*** DATA SHOWN

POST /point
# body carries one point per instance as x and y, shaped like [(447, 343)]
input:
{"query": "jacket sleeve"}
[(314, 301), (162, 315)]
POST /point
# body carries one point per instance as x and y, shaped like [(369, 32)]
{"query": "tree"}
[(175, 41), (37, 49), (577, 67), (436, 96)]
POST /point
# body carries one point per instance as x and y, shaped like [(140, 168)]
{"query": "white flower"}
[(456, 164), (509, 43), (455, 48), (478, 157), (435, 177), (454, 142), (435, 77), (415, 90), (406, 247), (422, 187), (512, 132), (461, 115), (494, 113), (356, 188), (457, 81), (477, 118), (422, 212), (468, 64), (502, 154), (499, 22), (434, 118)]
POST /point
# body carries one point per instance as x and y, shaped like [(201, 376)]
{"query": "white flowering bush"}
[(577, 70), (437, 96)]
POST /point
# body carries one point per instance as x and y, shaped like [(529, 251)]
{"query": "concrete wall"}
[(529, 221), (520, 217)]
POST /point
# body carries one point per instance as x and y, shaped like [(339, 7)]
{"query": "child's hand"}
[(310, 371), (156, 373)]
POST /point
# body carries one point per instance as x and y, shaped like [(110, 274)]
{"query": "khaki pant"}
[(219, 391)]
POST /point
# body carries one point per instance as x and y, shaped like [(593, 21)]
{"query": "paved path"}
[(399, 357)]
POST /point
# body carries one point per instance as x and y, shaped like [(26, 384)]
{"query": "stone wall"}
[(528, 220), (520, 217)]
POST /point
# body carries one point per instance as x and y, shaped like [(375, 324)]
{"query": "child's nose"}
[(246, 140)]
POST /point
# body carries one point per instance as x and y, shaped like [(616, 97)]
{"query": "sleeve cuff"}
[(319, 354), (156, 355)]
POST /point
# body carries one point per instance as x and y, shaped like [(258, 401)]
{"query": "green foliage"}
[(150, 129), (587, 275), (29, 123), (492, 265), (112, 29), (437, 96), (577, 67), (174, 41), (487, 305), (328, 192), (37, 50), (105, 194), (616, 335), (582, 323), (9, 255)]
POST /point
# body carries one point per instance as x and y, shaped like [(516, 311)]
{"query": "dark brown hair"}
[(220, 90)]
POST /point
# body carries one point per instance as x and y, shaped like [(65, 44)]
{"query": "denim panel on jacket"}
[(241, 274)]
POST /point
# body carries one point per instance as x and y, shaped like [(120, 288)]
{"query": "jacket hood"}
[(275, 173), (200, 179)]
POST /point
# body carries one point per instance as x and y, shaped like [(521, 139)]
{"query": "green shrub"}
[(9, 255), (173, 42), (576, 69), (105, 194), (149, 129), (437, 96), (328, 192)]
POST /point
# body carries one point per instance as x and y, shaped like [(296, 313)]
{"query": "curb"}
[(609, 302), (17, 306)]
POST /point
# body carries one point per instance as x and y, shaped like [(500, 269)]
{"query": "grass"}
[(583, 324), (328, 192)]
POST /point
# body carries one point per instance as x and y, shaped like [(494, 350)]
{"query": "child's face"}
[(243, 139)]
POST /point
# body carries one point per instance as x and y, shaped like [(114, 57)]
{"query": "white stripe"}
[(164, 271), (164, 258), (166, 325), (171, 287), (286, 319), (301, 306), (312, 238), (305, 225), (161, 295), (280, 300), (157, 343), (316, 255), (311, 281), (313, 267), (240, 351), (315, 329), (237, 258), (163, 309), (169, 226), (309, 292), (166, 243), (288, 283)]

******

**THE TASK**
Write out the lines from the beginning through the line with "[(310, 371), (156, 373)]", changing "white flowering bush" to "white flowering shrub" and keeping everything else the same.

**SOLUTION BELOW**
POST /point
# body carries one point per instance as x and y, shaped like [(447, 343)]
input:
{"query": "jacket sleeve"}
[(314, 301), (162, 315)]
POST /point
# body carries one point per instance as x and y, shaped like [(369, 32)]
{"query": "tree"}
[(175, 41), (37, 49), (577, 67), (436, 96)]
POST /point
# body carries one point per instance as x and y, shaped like [(140, 168)]
{"query": "white flower"}
[(456, 164), (509, 43), (455, 48), (478, 157), (435, 177), (454, 142), (435, 77), (415, 90), (406, 247), (422, 187), (512, 132), (461, 115), (494, 113), (356, 188), (457, 81), (477, 118), (422, 212), (468, 64), (502, 154), (499, 22), (434, 118)]
POST /point
# body carries one point per instance as x and y, shaped like [(201, 376)]
{"query": "white flowering shrub"}
[(577, 70), (437, 96)]
POST /point
# body carries one point per instance as x and y, shaped like [(529, 251)]
{"query": "concrete wall"}
[(529, 221), (520, 217)]
POST /point
# body carries one point per instance as x and y, shaped like [(339, 7)]
{"query": "child's hand"}
[(310, 371), (156, 373)]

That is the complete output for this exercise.